• _Requirements_
Return word for word the lines of the material running from the line that contains "[segment] **dark winter coat**" through the end of the material, with both ends included.

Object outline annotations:
--------------------
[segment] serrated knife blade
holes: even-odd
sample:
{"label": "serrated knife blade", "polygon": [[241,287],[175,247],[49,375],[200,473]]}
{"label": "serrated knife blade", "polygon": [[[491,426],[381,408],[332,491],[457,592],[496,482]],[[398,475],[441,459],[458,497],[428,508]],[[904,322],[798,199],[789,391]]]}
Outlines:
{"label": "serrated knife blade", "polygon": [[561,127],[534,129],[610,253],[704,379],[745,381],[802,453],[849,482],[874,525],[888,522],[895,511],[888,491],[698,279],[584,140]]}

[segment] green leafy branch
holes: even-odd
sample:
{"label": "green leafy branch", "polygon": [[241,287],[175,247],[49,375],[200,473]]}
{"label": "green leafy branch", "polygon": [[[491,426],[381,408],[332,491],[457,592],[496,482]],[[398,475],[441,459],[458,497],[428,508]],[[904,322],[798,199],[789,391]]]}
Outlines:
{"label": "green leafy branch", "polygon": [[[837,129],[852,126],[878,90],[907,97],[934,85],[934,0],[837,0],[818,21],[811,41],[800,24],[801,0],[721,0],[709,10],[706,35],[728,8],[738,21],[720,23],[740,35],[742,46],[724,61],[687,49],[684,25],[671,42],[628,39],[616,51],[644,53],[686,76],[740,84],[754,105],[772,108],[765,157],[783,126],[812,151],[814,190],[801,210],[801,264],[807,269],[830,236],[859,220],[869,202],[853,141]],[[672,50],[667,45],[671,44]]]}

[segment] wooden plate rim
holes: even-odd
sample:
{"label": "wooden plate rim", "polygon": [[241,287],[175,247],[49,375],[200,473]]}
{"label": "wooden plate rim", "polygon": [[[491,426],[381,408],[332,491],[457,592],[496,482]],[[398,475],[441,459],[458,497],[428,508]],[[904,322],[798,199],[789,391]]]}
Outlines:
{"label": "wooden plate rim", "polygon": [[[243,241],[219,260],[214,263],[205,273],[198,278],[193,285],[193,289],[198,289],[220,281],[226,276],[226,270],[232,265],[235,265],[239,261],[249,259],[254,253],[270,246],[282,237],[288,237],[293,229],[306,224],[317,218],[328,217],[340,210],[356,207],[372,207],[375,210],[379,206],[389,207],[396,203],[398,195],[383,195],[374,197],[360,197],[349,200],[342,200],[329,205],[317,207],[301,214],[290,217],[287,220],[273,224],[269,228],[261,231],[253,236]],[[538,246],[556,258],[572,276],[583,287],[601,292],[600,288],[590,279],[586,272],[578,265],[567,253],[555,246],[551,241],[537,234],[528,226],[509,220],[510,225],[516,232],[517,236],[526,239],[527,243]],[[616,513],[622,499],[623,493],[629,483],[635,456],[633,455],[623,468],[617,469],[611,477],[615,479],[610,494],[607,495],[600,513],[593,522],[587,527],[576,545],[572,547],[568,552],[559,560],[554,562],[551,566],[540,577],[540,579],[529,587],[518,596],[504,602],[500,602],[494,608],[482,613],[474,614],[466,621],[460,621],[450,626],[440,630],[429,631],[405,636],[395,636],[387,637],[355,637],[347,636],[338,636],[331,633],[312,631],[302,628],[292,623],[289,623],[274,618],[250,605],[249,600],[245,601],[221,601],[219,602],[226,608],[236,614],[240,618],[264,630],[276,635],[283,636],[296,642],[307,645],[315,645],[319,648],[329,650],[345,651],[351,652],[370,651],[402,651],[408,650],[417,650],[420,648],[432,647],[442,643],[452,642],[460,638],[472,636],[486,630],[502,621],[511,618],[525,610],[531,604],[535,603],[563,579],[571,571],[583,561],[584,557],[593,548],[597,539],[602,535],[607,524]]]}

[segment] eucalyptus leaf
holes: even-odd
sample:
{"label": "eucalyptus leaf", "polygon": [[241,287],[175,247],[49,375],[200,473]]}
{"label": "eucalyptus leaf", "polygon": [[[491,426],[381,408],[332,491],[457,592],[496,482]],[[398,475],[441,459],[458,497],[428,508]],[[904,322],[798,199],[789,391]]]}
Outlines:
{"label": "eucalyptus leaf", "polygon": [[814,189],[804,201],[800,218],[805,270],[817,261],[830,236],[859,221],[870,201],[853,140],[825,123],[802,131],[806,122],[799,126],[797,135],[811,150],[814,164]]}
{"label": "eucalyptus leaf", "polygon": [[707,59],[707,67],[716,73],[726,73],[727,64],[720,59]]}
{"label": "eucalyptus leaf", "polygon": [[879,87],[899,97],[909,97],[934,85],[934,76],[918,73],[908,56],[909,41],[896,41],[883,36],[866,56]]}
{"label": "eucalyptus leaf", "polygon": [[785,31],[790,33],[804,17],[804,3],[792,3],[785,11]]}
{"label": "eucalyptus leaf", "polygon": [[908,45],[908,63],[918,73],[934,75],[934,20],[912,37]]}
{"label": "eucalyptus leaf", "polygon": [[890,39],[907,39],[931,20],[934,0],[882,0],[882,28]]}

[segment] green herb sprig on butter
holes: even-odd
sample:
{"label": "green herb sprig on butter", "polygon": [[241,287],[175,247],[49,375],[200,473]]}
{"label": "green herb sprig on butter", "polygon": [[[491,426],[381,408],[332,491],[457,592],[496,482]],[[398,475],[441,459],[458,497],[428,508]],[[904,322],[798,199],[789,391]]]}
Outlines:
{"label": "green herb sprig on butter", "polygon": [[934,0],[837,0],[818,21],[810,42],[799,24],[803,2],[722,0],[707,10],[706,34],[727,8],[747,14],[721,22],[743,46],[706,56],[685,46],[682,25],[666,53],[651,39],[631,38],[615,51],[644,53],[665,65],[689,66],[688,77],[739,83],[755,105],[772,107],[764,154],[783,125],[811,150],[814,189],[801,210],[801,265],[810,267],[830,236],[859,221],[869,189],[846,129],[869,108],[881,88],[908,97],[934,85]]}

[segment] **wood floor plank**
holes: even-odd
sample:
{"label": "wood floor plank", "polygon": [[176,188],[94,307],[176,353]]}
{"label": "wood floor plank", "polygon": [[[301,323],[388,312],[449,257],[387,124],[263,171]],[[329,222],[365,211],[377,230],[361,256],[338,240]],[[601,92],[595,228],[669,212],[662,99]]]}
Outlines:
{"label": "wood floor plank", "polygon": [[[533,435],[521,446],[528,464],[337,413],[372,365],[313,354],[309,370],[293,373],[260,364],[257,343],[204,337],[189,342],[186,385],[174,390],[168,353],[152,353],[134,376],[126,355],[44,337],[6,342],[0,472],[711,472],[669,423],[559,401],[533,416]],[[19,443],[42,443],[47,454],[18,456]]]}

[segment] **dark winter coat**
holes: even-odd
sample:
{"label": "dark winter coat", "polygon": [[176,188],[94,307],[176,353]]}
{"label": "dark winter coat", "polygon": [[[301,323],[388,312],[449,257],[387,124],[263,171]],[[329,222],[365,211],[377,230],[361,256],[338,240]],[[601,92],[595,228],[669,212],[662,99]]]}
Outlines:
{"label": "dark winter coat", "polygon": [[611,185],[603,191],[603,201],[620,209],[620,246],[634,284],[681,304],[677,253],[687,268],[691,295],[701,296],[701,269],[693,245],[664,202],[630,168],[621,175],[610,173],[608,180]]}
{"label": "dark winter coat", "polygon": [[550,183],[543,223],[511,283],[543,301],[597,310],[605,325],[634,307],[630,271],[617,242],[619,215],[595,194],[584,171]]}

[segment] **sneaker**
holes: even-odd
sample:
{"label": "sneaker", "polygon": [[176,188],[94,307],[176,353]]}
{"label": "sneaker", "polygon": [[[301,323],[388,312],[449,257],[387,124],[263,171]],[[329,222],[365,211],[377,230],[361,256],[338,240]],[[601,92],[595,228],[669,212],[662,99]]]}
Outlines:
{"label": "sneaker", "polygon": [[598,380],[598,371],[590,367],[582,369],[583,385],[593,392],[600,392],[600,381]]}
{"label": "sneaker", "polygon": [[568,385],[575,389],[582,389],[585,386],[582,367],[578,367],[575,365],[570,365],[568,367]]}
--------------------
• _Written answer_
[segment] **dark winter coat**
holes: even-odd
sample:
{"label": "dark winter coat", "polygon": [[176,188],[94,307],[176,353]]}
{"label": "dark winter coat", "polygon": [[[301,323],[388,312],[449,257],[387,124],[263,171]],[[329,222],[365,211],[377,230],[361,256],[338,240]],[[601,92],[595,228],[669,212],[662,99]]]}
Outlines:
{"label": "dark winter coat", "polygon": [[611,185],[603,191],[603,201],[620,209],[620,246],[634,284],[681,304],[677,253],[687,268],[691,295],[701,296],[701,269],[693,245],[664,202],[630,168],[621,175],[610,173],[608,180]]}
{"label": "dark winter coat", "polygon": [[550,183],[543,223],[511,283],[543,301],[597,310],[605,325],[634,307],[630,271],[617,242],[619,215],[595,194],[584,171]]}

[segment] **sneaker**
holes: even-odd
sample:
{"label": "sneaker", "polygon": [[176,188],[94,307],[176,353]]}
{"label": "sneaker", "polygon": [[[301,323],[388,312],[449,257],[387,124],[263,171]],[[329,222],[365,211],[377,230],[361,256],[338,240]],[[601,92],[595,228],[669,212],[662,99]]]}
Outlines:
{"label": "sneaker", "polygon": [[598,380],[598,371],[590,367],[582,369],[583,385],[593,392],[600,392],[600,381]]}
{"label": "sneaker", "polygon": [[568,385],[575,389],[582,389],[585,386],[582,367],[578,367],[575,365],[570,365],[568,367]]}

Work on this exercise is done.